# start of Extracted material

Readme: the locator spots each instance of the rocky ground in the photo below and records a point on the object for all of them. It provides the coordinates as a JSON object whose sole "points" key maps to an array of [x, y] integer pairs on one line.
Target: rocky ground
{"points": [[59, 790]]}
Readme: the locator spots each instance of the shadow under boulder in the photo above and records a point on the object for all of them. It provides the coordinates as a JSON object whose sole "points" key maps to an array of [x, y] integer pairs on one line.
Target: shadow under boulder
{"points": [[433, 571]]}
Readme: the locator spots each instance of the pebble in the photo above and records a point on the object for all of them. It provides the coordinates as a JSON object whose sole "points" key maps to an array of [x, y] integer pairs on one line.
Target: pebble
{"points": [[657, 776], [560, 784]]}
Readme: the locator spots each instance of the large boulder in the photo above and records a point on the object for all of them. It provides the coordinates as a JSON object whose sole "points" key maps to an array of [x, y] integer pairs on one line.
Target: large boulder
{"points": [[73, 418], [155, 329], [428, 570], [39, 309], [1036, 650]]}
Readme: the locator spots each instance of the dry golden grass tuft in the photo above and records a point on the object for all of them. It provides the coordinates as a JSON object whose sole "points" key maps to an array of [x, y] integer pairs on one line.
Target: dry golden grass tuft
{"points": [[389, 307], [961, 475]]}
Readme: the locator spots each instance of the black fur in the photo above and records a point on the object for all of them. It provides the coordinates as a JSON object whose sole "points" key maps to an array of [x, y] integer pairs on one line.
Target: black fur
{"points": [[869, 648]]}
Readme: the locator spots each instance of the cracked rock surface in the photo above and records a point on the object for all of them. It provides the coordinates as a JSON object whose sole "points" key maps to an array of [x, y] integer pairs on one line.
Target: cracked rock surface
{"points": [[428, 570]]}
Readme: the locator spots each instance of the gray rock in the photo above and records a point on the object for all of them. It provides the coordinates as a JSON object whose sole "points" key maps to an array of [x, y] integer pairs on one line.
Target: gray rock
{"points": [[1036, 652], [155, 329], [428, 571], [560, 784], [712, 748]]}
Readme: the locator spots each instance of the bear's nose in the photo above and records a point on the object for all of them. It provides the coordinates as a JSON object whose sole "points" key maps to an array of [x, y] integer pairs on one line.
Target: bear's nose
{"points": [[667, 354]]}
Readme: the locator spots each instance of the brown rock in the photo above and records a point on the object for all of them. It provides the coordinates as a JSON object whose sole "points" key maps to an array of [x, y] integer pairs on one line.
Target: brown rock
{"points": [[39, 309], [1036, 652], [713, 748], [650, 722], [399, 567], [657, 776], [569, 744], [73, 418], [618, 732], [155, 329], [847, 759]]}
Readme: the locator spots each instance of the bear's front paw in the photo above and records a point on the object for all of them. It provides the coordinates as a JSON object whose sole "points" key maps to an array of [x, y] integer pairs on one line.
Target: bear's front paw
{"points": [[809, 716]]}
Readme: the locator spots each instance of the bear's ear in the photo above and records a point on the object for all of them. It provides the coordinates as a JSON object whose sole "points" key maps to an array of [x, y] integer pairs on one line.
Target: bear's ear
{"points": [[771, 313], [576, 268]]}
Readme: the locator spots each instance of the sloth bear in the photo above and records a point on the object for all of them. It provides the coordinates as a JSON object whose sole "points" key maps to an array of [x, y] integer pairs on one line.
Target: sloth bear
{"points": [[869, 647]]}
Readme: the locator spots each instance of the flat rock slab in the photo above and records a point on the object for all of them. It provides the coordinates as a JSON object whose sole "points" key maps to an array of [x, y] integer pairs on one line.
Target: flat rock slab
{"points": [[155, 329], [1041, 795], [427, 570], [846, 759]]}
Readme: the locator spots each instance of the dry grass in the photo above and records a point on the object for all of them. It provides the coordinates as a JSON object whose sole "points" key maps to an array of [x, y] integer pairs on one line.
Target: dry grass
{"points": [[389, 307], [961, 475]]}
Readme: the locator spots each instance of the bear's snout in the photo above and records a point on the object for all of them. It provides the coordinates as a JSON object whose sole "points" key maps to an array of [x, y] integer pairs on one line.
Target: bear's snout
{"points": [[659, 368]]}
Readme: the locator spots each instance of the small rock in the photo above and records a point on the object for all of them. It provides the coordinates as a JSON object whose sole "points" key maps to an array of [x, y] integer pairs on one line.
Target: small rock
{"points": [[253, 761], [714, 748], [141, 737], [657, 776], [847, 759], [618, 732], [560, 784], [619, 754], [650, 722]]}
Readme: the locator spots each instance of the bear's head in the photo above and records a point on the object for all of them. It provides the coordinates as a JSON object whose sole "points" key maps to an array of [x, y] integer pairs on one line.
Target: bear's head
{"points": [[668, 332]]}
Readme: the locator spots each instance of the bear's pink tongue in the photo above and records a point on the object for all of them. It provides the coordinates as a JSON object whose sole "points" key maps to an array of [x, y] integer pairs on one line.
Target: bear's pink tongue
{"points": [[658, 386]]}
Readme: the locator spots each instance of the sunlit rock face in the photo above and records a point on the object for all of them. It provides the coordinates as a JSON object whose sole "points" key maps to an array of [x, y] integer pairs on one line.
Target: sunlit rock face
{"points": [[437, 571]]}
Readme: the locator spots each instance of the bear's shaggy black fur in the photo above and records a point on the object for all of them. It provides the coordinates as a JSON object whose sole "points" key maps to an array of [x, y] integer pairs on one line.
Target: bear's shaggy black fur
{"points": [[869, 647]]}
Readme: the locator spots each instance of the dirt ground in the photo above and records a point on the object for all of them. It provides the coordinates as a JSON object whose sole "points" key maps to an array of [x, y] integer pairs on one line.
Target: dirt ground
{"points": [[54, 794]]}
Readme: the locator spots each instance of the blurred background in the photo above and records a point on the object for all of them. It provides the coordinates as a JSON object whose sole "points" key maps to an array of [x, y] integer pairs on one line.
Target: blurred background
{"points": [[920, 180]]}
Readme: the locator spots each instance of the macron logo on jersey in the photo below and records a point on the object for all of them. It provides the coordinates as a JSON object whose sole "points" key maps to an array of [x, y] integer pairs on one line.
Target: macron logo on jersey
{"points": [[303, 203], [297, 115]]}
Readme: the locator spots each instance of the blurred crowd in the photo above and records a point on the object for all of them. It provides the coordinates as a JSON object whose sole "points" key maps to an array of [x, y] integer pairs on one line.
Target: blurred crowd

# end of Extracted material

▶ _Short task_
Can you quote all of the entries above, word for word?

▶ _Right answer_
Readme: the locator spots each instance of the rocky ground in the photo below and records a point on the object for all of them. It provides the coordinates as a JSON object whose sole "points" key maps to an array of [x, y] integer pairs on one line.
Target: rocky ground
{"points": [[59, 790]]}
Readme: the locator spots each instance of the shadow under boulder in the photo above and records a point on the object for all of them. It provides the coordinates as a JSON object whose sole "points" key maps to an array of [x, y] integer pairs on one line.
Target: shadow under boulder
{"points": [[433, 571]]}
Readme: the locator spots each instance of the pebble in the photo above and records a point on the object for all of them. It provides the coordinates as a JSON object whose sole "points" key maps to an array of [x, y] integer pairs on one line.
Target: pebble
{"points": [[657, 776], [560, 784]]}
Readme: the locator spots each instance of the large boulder in the photo above and records a point on the object for all of them. It provides the coordinates as a JSON object whose sole "points" key maps to an array of [x, y] integer pairs on one line.
Target: large boulder
{"points": [[73, 418], [155, 329], [428, 570], [39, 309], [1036, 650]]}
Readme: the locator spots each instance of the dry golden grass tuft in the photo above and records a point on the object for all of them. It provides the coordinates as a JSON object whose sole "points" key maps to an array of [x, y] integer pairs on one line.
Target: dry golden grass tuft
{"points": [[389, 307], [961, 475]]}
Readme: the locator spots each instance of the black fur in the photo above and records a point on the object for all of them. It provides the coordinates as a JSON object whose sole "points" key maps to an array of [x, y] integer pairs on one line.
Target: black fur
{"points": [[869, 648]]}
Readme: the locator spots each instance of the cracked rock surface in the photo above and records a point on the object for all of them. It provides the coordinates as a JSON object whose sole "points" key maps to an array of [x, y] integer pairs on one line.
Target: cracked rock surface
{"points": [[428, 570]]}
Readme: the locator spots each instance of the gray rock in the photo above and records a point on the object for all of them. It provides the coordinates as a JSON object whose sole "points" key maps to an array of [x, y] integer pairs on one line.
Target: gray rock
{"points": [[1036, 652], [155, 329], [428, 571], [560, 784], [712, 748]]}
Readme: the locator spots each instance of the bear's nose in the photo above and records a point on the object for all of them. It provides the coordinates as a JSON object whose sole "points" key maps to an array of [x, y] integer pairs on one line.
Target: bear's nose
{"points": [[667, 354]]}
Readme: the locator spots each instance of the brown rock in the photo above and records a point on the object for all of them. It provides the coordinates as a JSON object whose sole "points" key maps to an array of [x, y] integer pairs on one line.
Target: brown rock
{"points": [[39, 309], [1036, 652], [713, 748], [650, 722], [399, 567], [657, 776], [569, 744], [73, 418], [618, 732], [155, 329], [847, 759]]}
Readme: the locator spots each instance of the bear's front paw in the photo above and records a point on the object for all of them. It provides the coordinates as a JSON object whose sole "points" key maps to an array of [x, y] integer pairs on one line.
Target: bear's front paw
{"points": [[809, 716]]}
Readme: the locator spots each instance of the bear's ear in the photo above and records a point on the object for all of them. It provides the coordinates as a JSON object whose sole "points" key maps to an array of [x, y] integer pairs on one line.
Target: bear's ear
{"points": [[771, 313], [576, 268]]}
Readme: the locator spots each instance of the sloth bear in the photo above and records a point on the object for all of them. It provides the coordinates as a JSON object whose sole "points" key maps to an array of [x, y] integer pairs on one line.
Target: sloth bear
{"points": [[869, 647]]}
Readme: the locator spots each instance of the flat rock slab in the photo above and records a point on the object for all of them. It provides the coordinates as a JSON object whose sole "points" key maps to an array of [x, y] integer pairs on one line.
Target: flat rock slab
{"points": [[155, 329], [1041, 795], [427, 570], [846, 759]]}
Readme: the locator spots each instance of the dry grass in the photo above and records a point on the object for all of them. It provides the coordinates as a JSON object whose sole "points" key maps to an array of [x, y] integer pairs on one line.
Target: dry grass
{"points": [[389, 307], [961, 475]]}
Readme: the locator spots each instance of the bear's snout in the photo above and records a point on the object for all of them. It provides the coordinates as a JSON object whose sole "points" key maps to an array of [x, y] integer pairs on one line.
Target: bear's snout
{"points": [[659, 368]]}
Readme: the locator spots each instance of the small rock in the photo above and records a point on the object for all of them. It provides the coordinates as a JSON object whose sole "points" key maps to an array of [x, y] integer pairs on one line.
Target: small rock
{"points": [[253, 761], [714, 748], [141, 737], [657, 776], [847, 759], [618, 732], [560, 784], [619, 754], [650, 722]]}
Readme: the locator spots each instance of the bear's head in the photo above and records a point on the object for all of them. It provides the coordinates as a JSON object whose sole "points" key maps to an array of [x, y] integer pairs on one line.
Target: bear's head
{"points": [[668, 332]]}
Readme: the locator spots each instance of the bear's pink tongue in the photo above and records a point on the object for all of them. It provides the coordinates as a JSON object whose sole "points" key maps to an array of [x, y] integer pairs on one line.
Target: bear's pink tongue
{"points": [[658, 386]]}
Readme: the locator spots each instance of the sunlit rock face in the photo above and records a point on the object for all of them. It provides the coordinates as a JSON object whose sole "points" key maps to an array of [x, y] integer pairs on one line.
Target: sunlit rock face
{"points": [[437, 571]]}
Readme: the locator spots each instance of the bear's shaggy black fur in the photo above and records a point on the object for all of them. It provides the coordinates as a JSON object whose sole "points" key maps to an array of [x, y] integer pairs on one line.
Target: bear's shaggy black fur
{"points": [[869, 647]]}
Readme: the locator spots each instance of the dirt ground in the photo above and records a point on the object for all of them. It provides the coordinates as a JSON object whose sole "points" key maps to an array of [x, y] integer pairs on one line.
Target: dirt ground
{"points": [[54, 794]]}
Readme: the locator spots each instance of the blurred background in the photo above and records a point on the object for all of them. It provides the coordinates as a JSON object whose sole "points" key maps to an array of [x, y] integer pairs on one line.
Target: blurred background
{"points": [[920, 180]]}
Readme: the locator spots each instance of the macron logo on jersey in the photo below and records a point on the object for all of them. It provides the coordinates as a JSON object whose sole "points" key maps to an array of [x, y] integer pairs on one line.
Target: macron logo on jersey
{"points": [[303, 203], [297, 115]]}
Readme: the locator spots each instance of the blurred crowd in the photo above and records a point on the object for all of them. It provides the coordinates as a JSON object whose sole "points" key maps to an array of [x, y] integer pairs on one line.
Target: blurred crowd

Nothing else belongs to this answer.